- [Directive 1] Reproduce every line of the dataset excerpt listing below, requests included, but multiply each point coordinate in the answers by 2.55 and round to the nearest whole number, rounding halves up. Leave the coordinates in the requests and their format samples unchanged, and omit the pictures.
— start of Document segment —
Shaping the Customer Journey in Real Time
With the ongoing proliferation of channels, and as consumer contacts continue to grow in number, understanding what the next best action is for each individual customer journey—at a particular moment in time—can seem impossible. It can be tough to keep track of every interaction, across all channels, and predict the next step to increase customer satisfaction, improve lead and sales conversion, or speed up the time to resolution. This is where your customer engagement platform comes into play.
5 Principles of Journey Shaping With a Customer Engagement Platform
To shape the customer journey as described, the customer engagement platform must satisfy five criteria.
- Span the customer lifecycle. Customer experience is not just about customer service. To truly engage with prospects and customers, the journey needs to be shaped seamlessly across marketing, sales, and services. To the customer, all these are simply perceived, and judged, as a single brand experience.
- Have a view on all customer interactions. Think of the customer engagement platform as a system that’s connected to every customer touchpoint—the website, mobile application, IVR, corporate Twitter account, contact center, back office, business partners, etc. Each receives real-time events from every touchpoint to gather as much information as possible—in real time—and process that information through a set of business rules to determine what the next best action is for each individual interaction.
— end of Document segment —
— start of Raw records —
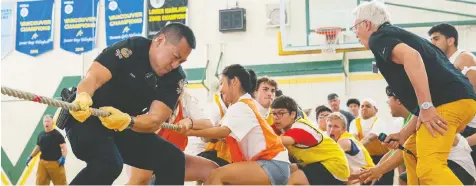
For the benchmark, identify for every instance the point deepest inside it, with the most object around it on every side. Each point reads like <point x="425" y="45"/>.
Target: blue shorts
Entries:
<point x="278" y="171"/>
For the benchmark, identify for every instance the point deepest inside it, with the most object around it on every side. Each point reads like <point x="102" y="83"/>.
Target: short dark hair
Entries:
<point x="285" y="102"/>
<point x="279" y="92"/>
<point x="445" y="29"/>
<point x="322" y="108"/>
<point x="267" y="80"/>
<point x="353" y="101"/>
<point x="175" y="31"/>
<point x="389" y="92"/>
<point x="247" y="77"/>
<point x="332" y="96"/>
— end of Raw records —
- [Directive 2] List every customer touchpoint given as an example in the customer journey text above.

- [Correct answer 1]
For the benchmark, identify for every instance the point deepest inside it, with the most object around it on every side. Each point reads like <point x="425" y="45"/>.
Target: blue shorts
Entries:
<point x="709" y="436"/>
For the benchmark, identify for every instance the point deepest inside it, with the most object around it on every side. Each point reads like <point x="102" y="83"/>.
Target: short dark hair
Entries:
<point x="727" y="260"/>
<point x="711" y="235"/>
<point x="1135" y="74"/>
<point x="821" y="275"/>
<point x="681" y="204"/>
<point x="900" y="258"/>
<point x="446" y="79"/>
<point x="992" y="235"/>
<point x="630" y="196"/>
<point x="847" y="245"/>

- [Correct answer 2]
- website
- mobile application
- IVR
- corporate Twitter account
- contact center
- back office
- business partners